# [WHAT YOU WILL DO]
Output the items below as a JSON list of strings, one string per line with blank lines left out, covering everything from the line containing "Where can the dining" down to the end of the items.

[Location annotation dataset excerpts]
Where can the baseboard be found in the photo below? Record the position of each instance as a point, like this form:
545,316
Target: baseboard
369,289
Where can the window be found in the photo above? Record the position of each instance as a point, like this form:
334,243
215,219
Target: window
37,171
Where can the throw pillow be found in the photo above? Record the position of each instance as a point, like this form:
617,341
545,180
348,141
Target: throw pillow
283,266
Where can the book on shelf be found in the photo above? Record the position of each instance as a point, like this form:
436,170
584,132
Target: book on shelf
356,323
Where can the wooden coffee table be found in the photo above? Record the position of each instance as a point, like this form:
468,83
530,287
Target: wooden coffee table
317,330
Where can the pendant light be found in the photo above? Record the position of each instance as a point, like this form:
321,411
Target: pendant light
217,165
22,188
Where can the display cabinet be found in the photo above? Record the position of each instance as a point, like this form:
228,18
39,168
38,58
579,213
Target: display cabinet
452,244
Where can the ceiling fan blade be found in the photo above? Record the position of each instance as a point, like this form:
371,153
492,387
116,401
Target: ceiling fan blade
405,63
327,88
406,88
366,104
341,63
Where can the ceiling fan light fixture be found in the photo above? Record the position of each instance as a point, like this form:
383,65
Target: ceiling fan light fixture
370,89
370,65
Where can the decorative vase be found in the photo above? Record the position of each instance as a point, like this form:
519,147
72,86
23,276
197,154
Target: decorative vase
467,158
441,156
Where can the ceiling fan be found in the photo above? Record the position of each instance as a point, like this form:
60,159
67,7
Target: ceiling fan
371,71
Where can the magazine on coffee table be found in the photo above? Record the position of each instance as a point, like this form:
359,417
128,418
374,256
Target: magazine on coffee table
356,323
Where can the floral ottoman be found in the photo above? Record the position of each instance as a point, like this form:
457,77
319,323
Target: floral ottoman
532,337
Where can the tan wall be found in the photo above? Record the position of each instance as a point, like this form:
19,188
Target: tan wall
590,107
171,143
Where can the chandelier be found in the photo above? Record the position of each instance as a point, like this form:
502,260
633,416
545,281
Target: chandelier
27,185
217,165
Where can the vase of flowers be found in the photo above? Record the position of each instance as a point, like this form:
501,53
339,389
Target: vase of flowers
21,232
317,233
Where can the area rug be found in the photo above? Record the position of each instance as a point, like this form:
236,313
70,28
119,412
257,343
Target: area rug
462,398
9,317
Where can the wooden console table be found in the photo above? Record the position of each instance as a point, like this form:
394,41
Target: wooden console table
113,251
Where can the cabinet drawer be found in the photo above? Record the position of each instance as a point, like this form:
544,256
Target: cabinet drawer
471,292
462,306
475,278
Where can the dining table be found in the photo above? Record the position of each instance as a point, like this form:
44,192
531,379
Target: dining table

# [EXERCISE SOLUTION]
[
  "Where can the dining table be found in the photo above? Record the position of each instance as a point, like this form:",
  "44,192",
  "531,379",
  "Target: dining table"
]